Banner

Obliterating the Player Loop’s CPU Footprint

Day 6: Obliterating the Player Loop’s CPU Footprint

Today we went full-on code assassin on our player loop—because in this grimdark grinder, every millisecond shaved is another soul crushed under your iron heel. After profiling, we discovered our poor loop was choking on a hefty 9 ms per frame—an eternity in code. So we tore into it with ruthless efficiency and scoured every branch, cache miss, and allocation.

  • Branchless brutality: We refactored conditionals into lookup tables and bitwise ops, turning unpredictable branches into predictable math.
  • Data locality war: Arrays got re-ordered, structs packed tight, and we swapped out random memory hops for contiguous buffers that the CPU actually loves.
  • Loop unrolling & inlining: We manually unrolled hot loops and inlined tiny functions, erasing call overhead like a pitiless editor.

******

**EXERCISE TASK 1**
In the player loop post, how much time per frame did profiling show the loop taking?
The records below are unrelated to the player loop post.

**RECORDS SUPPLIED**
******

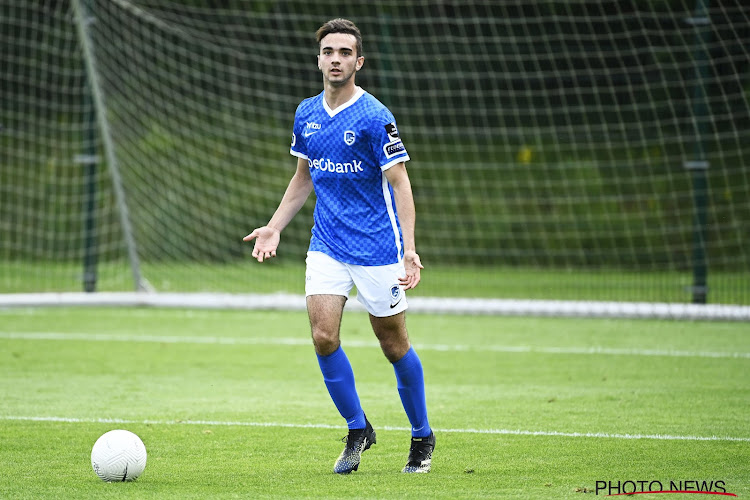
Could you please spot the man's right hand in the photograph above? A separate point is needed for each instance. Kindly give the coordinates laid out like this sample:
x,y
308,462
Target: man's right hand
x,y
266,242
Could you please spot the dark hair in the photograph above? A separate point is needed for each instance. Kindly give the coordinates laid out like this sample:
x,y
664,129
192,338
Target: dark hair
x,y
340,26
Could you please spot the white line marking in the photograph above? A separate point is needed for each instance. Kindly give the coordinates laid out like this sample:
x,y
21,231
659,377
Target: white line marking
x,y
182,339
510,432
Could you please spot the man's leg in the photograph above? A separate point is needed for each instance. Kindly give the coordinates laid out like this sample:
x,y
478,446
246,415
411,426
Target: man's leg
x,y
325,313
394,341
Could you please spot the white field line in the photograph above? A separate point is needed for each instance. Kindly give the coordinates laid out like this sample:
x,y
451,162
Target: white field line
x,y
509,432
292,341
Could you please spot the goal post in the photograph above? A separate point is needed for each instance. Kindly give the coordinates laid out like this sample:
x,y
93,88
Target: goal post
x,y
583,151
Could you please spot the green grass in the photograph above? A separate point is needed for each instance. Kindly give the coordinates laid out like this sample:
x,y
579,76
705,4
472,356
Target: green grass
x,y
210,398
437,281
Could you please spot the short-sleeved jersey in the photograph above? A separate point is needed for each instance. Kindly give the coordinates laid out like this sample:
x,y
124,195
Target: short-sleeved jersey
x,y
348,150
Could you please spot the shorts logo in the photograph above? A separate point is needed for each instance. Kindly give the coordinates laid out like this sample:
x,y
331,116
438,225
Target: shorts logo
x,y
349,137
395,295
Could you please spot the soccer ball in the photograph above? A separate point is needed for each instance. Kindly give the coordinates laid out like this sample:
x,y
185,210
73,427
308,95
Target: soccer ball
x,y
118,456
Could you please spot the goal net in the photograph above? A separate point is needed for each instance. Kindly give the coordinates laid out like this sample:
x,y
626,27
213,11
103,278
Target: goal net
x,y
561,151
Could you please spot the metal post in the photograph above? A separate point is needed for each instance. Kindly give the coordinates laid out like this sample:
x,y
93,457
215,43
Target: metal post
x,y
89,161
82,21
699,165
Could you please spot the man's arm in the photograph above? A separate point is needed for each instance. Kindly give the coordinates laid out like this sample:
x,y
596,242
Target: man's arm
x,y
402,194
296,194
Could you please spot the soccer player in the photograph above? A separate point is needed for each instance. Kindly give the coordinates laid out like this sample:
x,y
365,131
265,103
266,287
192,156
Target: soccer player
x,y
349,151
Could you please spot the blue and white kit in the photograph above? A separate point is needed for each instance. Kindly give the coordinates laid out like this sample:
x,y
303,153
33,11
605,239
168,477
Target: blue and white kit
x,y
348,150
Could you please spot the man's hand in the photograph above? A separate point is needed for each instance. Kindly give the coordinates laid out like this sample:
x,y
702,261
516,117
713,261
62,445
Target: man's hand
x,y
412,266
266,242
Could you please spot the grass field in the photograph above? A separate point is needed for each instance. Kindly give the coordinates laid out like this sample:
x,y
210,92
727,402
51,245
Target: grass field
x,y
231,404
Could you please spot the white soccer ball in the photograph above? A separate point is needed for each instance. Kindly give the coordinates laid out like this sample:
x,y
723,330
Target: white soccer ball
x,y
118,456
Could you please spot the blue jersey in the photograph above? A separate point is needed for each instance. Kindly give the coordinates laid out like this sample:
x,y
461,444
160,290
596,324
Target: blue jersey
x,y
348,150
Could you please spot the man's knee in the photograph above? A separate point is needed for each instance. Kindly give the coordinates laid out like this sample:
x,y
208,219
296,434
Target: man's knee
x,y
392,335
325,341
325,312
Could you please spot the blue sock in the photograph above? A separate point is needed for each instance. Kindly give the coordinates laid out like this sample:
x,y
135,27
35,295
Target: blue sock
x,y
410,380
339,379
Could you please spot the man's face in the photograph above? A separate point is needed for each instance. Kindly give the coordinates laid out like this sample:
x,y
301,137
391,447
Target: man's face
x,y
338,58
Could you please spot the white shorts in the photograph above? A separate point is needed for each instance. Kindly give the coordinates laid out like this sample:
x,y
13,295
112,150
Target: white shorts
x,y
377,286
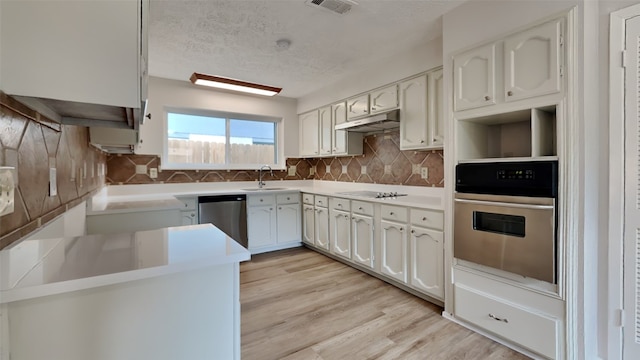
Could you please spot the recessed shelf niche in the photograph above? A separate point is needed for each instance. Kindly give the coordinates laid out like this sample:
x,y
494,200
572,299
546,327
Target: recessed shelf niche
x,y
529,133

******

**EXERCISE TASK 2**
Extract each line of the records that contains the string "shelf", matching case exactly.

**CORRECT OUTPUT 1**
9 ms per frame.

**CORRECT OUTPUT 2**
Could you please spot the recessed shelf niche in the photograph above? A separate point is needed for each instance. Kindly give the coordinates laid out like this sample:
Target: recessed shelf niche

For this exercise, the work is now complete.